Texte fourni
========
4        Le 17 novembre 2006, l’OHMI a notifié un refus provisoire ex officio de protection de la marque en cause dans la Communauté européenne, conformément à l’article 5 du protocole relatif à l’arrangement de Madrid concernant l’enregistrement international des marques, adopté à Madrid le 27 juin 1989 (JO 2003, L 296, p. 22), à la règle 17, paragraphes 1 et 2, du règlement d’exécution commun à l’arrangement de Madrid concernant l’enregistrement international des marques et au protocole relatif à cet arrangement ainsi qu’à la règle 113 du règlement (CE) n° 2868/95 de la Commission, du 13 décembre 1995, portant modalités d’application du règlement (CE) n° 40/94 du Conseil sur la marque communautaire (JO L 303, p. 1), tel que modifié, pour tous les produits couverts par l’enregistrement international désignant la Communauté. Le motif invoqué était l’absence de caractère distinctif de la marque en cause au sens de l’article 7, paragraphe 1, sous b), du règlement (CE) n° 40/94 du Conseil, du 20 décembre 1993, sur la marque communautaire (JO 1994, L 11, p. 1), tel que modifié [devenu article 7, paragraphe 1, sous b), du règlement (CE) n° 207/2009 du Conseil, du 26 février 2009, sur la marque communautaire (JO L 78, p. 1)].

5        Le 12 décembre 2006, Heinrich Deichmann-Schuhe a indiqué que, selon elle, le signe litigieux ne constituait pas une caractéristique usuelle d’une chaussure, orthopédique ou autre, mais une marque figurative abstraite.

6        Par décision du 22 janvier 2007, l’examinateur a refusé la protection de la marque en cause dans la Communauté pour tous les produits couverts par l’enregistrement international désignant la Communauté, au motif que la marque en cause était dépourvue de caractère distinctif au sens de l’article 7, paragraphe 1, sous b), du règlement n° 40/94.

7        Le 24 janvier 2007, Heinrich Deichmann-Schuhe a informé l’examinateur que la reproduction des pages 4 à 6 et 8 de la décision du 22 janvier 2007 était de mauvaise qualité et que les signes apparaissant dans lesdites pages ne pouvaient pas être reconnus. Elle a demandé que lui soit transmise la version électronique de la décision de l’examinateur. L’OHMI lui a en conséquence envoyé une version électronique de ladite décision.

8        Le 2 février 2007, Heinrich Deichmann-Schuhe a formé un recours contre la décision de l’examinateur du 22 janvier 2007 auprès de l’OHMI, au titre des articles 57 à 62 du règlement n° 40/94 (devenus articles 58 à 64 du règlement n° 207/2009).

9        Par décision du 3 avril 2009 (ci-après la « décision attaquée »), la quatrième chambre de recours de l’OHMI a rejeté le recours.
========
Données sources
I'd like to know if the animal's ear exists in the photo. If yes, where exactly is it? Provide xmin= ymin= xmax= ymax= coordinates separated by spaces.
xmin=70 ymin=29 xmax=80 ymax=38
========
Consigne à suivre
Extrayez mot pour mot, du texte sur le refus de protection de la marque, le passage commençant par « 7        Le 24 janvier » et se poursuivant jusqu'à « du règlement n° 207/2009). ».

Réponse ci-dessous
7        Le 24 janvier 2007, Heinrich Deichmann-Schuhe a informé l’examinateur que la reproduction des pages 4 à 6 et 8 de la décision du 22 janvier 2007 était de mauvaise qualité et que les signes apparaissant dans lesdites pages ne pouvaient pas être reconnus. Elle a demandé que lui soit transmise la version électronique de la décision de l’examinateur. L’OHMI lui a en conséquence envoyé une version électronique de ladite décision.

8        Le 2 février 2007, Heinrich Deichmann-Schuhe a formé un recours contre la décision de l’examinateur du 22 janvier 2007 auprès de l’OHMI, au titre des articles 57 à 62 du règlement n° 40/94 (devenus articles 58 à 64 du règlement n° 207/2009).